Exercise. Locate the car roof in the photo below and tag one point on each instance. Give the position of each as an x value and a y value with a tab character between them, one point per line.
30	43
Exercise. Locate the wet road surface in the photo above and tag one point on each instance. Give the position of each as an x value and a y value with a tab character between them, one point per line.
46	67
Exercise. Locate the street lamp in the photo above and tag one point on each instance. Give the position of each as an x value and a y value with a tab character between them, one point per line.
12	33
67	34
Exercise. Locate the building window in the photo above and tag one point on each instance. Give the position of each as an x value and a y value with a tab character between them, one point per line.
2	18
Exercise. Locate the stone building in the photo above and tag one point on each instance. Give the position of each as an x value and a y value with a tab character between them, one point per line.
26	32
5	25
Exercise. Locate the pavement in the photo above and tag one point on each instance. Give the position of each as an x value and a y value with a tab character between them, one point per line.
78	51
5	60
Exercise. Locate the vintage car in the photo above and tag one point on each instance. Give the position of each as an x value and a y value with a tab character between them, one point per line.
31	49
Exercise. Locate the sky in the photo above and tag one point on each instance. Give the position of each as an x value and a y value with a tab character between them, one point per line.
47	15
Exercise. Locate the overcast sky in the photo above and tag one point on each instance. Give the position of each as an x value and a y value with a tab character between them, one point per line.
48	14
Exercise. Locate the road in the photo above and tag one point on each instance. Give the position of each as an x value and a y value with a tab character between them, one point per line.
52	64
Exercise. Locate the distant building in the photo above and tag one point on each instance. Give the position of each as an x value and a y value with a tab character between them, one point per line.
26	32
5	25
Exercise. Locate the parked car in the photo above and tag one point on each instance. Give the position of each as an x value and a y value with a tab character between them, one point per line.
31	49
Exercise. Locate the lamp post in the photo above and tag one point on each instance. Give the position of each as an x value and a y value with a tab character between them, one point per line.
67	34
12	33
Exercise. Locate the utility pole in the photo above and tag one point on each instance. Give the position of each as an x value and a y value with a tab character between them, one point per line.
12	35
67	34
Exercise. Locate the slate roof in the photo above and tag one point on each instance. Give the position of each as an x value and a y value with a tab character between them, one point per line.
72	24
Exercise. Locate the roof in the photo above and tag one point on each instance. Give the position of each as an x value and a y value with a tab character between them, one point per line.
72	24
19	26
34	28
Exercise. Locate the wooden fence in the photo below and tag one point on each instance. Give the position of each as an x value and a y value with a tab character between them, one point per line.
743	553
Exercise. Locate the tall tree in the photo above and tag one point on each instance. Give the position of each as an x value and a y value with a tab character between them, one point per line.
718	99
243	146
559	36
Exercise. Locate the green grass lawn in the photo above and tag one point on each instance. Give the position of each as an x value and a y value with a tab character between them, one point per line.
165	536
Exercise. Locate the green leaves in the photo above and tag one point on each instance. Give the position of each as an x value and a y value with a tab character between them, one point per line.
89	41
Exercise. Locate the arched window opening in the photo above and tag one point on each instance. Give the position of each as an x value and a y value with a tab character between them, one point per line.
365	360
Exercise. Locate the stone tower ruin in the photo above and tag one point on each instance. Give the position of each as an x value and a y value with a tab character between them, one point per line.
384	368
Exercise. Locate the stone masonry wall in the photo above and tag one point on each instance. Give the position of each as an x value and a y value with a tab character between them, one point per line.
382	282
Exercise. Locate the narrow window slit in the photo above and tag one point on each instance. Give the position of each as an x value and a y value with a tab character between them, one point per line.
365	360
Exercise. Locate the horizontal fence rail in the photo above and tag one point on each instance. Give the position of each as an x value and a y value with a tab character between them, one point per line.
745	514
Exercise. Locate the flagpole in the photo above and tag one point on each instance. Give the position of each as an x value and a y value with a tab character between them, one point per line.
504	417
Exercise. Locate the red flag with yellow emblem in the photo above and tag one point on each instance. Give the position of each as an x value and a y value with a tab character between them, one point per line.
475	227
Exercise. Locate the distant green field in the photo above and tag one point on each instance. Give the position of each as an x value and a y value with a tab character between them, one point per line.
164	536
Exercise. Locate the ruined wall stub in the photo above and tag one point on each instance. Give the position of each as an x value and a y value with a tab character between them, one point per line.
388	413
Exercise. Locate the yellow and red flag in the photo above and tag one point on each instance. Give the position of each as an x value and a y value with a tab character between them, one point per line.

--

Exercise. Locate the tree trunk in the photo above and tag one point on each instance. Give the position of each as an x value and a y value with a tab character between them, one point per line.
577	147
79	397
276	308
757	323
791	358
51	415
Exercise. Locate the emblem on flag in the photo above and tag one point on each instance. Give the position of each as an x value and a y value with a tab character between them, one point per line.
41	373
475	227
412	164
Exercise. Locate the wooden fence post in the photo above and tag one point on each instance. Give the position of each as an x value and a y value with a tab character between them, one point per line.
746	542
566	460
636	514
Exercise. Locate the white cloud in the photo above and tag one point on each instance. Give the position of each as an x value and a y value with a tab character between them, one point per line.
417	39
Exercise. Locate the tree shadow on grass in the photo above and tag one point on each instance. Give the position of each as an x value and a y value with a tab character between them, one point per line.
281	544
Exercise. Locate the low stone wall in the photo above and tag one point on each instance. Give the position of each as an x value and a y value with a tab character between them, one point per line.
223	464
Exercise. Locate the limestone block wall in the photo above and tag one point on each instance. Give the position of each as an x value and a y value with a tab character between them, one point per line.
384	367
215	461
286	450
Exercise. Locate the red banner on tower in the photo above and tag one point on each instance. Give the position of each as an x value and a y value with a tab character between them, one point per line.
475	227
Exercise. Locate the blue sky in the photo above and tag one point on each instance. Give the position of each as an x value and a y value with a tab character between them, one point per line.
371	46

* **Exercise objective**:
From the records above, pull out each line that contains the word "grass" and copy it as it appears.

* **The answer**:
Exercise. Locate the green grass lawn in the photo above and tag one point on each instance. Give the position of each as an x value and a y value with a tab character between them, one point per line.
Exercise. Locate the tree shadow on grass in the photo above and tag one point on each instance. Give the position of each as an x value and a y value with a tab character between them, one point per line.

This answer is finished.